→ Aufgabenstellung 1: Nenne alle Personen, die im Artikel über die Silicon Valley Bank und die Credit Suisse namentlich erwähnt werden.
→ Aufgabenstellung 2: Zähle, wie viele Zeilen der Einträge die Zeichenfolge „snow“ enthalten, und gib nur diese Zahl an.

→ Artikel:
+--

Die letzten beiden Chief Risk Officers der Silicon Valley Bank in den Jahren 2022 und 2023, deren Aufgabe es gewesen wäre, ein Desaster wie das eingetretene zu verhindern, waren beide solche „Sisters“: Laura Izurieta und Kim Olson. Izurieta wird in der Wirtschaftspresse zudem vorgeworfen, ihre Kernaufgabe zugunsten eines zeitaufwendigen Engagements für die Belange der „LGBTQ+“-Bewegung vernachlässigt zu haben. Bei der Credit Suisse lagen auf der Geschäftsführungsebene wichtige krisenrelevante Bereiche wie Technology, Operations und vor allem Compliance in weiblicher Hand (abgerufen am 18. April 2023).

Genützt hat es ganz offensichtlich nichts. Der Hegel zugeschriebene Satz, dass es Pech für die Tatsachen sei, wenn sie nicht mit den Theorien übereinstimmten, trifft von daher für die von Madame Lagarde aufgestellte Lehman-Sisters-Hypothese ebenfalls zu.

+--

Einträge zur Beschriftung von Objektpositionen
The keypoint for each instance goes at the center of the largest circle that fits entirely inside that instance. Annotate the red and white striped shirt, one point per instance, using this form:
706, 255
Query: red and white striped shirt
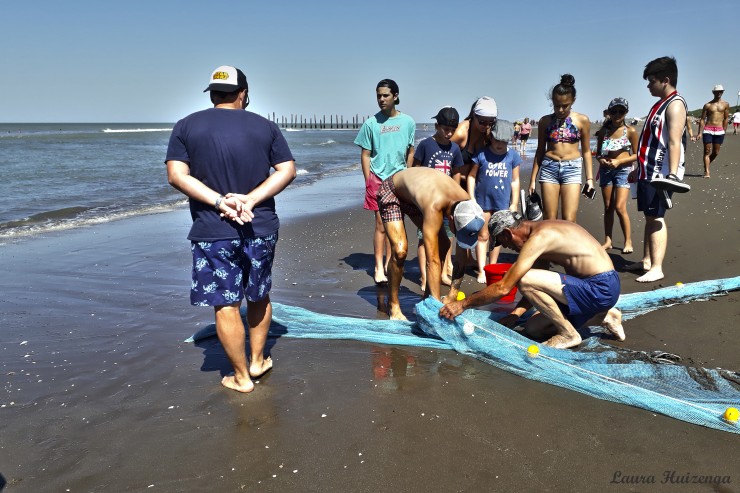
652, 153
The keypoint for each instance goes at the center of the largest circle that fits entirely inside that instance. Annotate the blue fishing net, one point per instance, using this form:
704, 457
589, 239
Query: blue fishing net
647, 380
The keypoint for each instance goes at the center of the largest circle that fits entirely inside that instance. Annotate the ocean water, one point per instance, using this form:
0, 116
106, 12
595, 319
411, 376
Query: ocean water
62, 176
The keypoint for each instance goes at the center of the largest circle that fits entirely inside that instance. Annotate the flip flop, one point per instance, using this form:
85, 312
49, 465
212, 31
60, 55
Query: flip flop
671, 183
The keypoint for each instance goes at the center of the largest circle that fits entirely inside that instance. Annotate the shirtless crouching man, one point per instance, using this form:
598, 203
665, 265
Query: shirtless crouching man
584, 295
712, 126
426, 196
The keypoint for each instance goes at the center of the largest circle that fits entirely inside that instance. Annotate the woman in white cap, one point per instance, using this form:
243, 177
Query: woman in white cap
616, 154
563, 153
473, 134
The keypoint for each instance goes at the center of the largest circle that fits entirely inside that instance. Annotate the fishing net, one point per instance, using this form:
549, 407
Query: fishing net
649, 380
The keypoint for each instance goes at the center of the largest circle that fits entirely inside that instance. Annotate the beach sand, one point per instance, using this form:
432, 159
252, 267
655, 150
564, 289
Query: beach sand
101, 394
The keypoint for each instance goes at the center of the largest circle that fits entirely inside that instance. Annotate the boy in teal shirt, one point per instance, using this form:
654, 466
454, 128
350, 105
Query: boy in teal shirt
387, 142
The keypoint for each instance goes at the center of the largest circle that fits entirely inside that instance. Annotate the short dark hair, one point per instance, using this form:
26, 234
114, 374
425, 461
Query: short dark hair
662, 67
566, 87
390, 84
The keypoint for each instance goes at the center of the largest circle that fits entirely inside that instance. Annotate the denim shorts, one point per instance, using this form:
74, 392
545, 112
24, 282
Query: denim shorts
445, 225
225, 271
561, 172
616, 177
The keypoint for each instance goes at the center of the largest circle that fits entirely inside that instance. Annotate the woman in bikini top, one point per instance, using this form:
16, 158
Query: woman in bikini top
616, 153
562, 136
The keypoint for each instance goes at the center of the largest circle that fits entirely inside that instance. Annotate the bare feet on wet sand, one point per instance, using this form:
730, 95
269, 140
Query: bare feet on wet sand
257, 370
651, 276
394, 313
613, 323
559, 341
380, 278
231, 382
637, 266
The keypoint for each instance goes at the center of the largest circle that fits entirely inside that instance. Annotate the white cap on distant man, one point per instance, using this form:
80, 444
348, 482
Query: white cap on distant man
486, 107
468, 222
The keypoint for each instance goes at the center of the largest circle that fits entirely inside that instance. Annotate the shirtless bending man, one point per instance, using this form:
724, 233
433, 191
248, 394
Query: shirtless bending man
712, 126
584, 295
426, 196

+--

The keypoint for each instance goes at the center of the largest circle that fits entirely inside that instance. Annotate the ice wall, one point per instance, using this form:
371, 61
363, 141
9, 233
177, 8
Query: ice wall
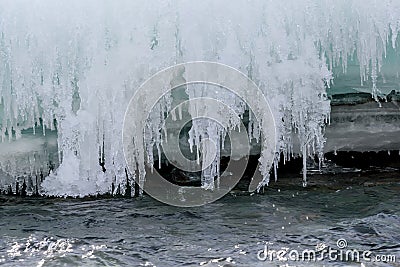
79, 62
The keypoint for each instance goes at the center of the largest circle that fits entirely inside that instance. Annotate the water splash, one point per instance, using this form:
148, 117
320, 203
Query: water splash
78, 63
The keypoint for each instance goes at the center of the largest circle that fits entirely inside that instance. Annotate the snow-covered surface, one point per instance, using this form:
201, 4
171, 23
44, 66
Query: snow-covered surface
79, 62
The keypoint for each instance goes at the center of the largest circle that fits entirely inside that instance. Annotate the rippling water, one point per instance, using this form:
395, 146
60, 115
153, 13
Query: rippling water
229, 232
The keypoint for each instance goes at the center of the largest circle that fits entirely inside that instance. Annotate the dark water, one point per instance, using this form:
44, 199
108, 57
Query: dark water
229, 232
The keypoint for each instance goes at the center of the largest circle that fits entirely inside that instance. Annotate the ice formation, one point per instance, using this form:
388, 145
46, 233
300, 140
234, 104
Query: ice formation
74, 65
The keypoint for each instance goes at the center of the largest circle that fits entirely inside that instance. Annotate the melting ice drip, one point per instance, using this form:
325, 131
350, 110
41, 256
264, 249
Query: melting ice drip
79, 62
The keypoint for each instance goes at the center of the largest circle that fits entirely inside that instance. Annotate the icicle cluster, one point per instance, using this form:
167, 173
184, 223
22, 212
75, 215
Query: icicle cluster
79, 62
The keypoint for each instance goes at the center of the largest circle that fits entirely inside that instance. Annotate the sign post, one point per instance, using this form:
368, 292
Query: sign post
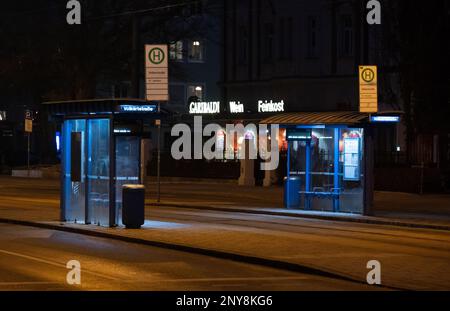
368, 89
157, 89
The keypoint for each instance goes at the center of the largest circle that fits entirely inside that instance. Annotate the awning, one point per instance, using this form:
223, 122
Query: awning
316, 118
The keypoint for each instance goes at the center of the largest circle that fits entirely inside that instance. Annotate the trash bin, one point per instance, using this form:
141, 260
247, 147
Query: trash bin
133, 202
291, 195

+--

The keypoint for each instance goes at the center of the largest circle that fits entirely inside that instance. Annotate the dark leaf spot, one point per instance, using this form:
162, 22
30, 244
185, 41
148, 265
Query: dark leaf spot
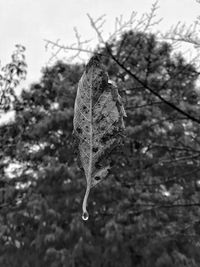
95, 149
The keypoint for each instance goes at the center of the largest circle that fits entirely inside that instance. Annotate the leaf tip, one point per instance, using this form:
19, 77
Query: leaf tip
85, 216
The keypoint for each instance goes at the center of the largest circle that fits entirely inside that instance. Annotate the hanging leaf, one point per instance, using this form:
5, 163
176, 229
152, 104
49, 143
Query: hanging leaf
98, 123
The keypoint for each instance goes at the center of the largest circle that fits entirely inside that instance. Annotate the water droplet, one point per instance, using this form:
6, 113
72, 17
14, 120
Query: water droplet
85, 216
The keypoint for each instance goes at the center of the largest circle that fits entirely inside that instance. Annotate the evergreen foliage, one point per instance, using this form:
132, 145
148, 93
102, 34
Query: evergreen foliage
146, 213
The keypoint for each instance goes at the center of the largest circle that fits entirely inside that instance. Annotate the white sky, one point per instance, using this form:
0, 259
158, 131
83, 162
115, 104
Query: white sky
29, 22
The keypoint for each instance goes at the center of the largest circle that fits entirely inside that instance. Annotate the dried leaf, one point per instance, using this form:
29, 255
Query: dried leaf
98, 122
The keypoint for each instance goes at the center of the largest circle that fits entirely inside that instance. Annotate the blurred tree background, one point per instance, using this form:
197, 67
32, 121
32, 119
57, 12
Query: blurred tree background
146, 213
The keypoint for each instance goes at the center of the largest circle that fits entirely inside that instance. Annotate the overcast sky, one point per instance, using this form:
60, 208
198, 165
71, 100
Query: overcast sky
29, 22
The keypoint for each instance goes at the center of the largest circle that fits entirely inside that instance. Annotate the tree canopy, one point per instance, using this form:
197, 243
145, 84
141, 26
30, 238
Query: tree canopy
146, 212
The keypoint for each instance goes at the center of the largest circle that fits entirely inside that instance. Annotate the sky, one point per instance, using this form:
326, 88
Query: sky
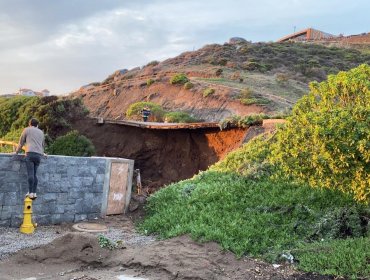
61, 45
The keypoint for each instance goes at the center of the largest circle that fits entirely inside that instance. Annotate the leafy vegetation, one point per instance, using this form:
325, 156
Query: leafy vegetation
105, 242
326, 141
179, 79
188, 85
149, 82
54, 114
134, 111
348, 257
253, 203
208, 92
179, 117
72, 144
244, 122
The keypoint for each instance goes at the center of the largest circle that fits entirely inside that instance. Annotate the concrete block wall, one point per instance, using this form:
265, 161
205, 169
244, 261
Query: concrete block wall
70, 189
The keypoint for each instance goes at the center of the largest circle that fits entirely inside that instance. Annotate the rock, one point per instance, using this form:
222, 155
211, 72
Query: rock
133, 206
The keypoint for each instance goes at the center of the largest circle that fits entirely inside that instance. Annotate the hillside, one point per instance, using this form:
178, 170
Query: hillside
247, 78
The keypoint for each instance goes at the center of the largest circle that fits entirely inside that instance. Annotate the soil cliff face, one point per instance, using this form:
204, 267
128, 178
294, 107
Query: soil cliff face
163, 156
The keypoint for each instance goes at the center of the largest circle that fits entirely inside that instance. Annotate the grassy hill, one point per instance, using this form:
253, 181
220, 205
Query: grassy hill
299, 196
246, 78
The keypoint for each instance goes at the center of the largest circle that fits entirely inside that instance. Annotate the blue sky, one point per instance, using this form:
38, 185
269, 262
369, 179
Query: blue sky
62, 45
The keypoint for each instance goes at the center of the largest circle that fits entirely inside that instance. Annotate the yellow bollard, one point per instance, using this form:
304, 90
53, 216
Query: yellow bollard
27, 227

+--

→ Schriftliche Lösung 1: Laura Izurieta, Kim Olson, Hegel, Madame Lagarde

→ Schriftliche Lösung 2: 2